> PROMPT A:
Translate this sentence from the text on memory reclamation into Spanish: "There have been numerous garbage collectors proposed over the years, each with its unique methodology."
> PROMPT B:
Copy out the passage of the text on memory reclamation that runs from "Reclamation Approaches" to "explicit memory management.".

> TEXT BLOCK:
────────────────────

Reclamation Approaches

1. Non-copying Approach:

  • Relies on free-list allocation and reclamation.
  • It’s the only viable method for explicit memory management.
  • Example: Mark-Sweep, where the algorithm marks all live objects and then sweeps the memory to free unmarked blocks.

2. Copying Approach:

  • Typically uses bump pointer allocation.
  • Undertakes reclamation in bulk.
  • Examples: Mark-Compact and Semi-Space. In Mark-Compact, live objects are moved closer together (compacted), while in Semi-Space, they’re moved to a fresh memory area.

Different Garbage Collectors


There have been numerous garbage collectors proposed over the years, each with its unique methodology. Here are some notable ones:

  • Mark-Sweep [McCarthy, 1960]:

    • Utilizes a free list for allocation.
    • Employs tracing to mark live objects.
    • Uses the sweep-to-free method to reclaim memory.
  • Mark-Compact [Styger, 1967]:

    • Relies on bump allocation to allocate memory.
    • Uses tracing for identification.
    • Employs compacting to reclaim memory.

────────────────────

> EXTRACTED INFORMATION:
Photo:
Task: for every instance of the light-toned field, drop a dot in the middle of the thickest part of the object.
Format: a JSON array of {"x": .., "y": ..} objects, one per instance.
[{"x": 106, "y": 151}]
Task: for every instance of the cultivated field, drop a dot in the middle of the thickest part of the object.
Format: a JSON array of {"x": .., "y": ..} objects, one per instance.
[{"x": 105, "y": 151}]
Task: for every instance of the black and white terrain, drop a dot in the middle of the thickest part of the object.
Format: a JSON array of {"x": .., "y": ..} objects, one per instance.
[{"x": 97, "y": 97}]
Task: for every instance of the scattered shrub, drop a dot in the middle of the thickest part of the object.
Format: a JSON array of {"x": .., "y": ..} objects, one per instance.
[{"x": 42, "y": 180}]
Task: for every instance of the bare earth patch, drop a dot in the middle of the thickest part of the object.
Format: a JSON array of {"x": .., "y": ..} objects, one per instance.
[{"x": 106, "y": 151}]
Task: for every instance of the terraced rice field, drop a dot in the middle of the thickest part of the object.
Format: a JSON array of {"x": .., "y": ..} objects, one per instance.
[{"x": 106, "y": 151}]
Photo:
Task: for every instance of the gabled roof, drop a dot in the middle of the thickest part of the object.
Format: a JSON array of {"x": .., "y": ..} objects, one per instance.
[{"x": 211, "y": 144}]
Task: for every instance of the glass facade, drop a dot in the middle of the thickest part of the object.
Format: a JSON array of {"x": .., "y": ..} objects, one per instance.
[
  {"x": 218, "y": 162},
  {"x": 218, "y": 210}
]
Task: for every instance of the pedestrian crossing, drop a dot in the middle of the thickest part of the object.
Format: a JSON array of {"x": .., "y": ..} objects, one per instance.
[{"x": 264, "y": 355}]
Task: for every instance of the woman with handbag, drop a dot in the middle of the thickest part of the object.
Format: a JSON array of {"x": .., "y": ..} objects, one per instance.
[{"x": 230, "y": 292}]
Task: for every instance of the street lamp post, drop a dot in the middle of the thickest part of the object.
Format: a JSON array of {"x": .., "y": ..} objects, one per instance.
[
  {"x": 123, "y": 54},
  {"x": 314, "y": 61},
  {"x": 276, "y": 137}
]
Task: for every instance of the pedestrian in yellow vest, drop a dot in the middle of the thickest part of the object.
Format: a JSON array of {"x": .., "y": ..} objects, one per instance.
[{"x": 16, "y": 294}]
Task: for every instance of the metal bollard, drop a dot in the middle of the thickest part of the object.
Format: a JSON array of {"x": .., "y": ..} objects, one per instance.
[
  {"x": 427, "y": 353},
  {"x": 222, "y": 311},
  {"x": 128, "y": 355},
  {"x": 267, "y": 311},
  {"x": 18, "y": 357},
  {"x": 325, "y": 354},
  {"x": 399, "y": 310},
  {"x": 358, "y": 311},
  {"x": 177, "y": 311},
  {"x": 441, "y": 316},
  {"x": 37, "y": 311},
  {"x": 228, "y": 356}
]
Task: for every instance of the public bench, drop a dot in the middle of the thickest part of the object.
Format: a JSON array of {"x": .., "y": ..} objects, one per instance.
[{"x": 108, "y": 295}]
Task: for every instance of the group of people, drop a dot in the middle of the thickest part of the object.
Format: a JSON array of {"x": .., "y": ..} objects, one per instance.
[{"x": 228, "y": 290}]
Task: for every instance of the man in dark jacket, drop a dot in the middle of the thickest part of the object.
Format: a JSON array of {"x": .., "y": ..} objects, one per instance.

────────────────────

> ANSWER A:
A lo largo de los años se han propuesto numerosos recolectores de basura, cada uno con su metodología particular.

> ANSWER B:
Reclamation Approaches

1. Non-copying Approach:

  • Relies on free-list allocation and reclamation.
  • It’s the only viable method for explicit memory management.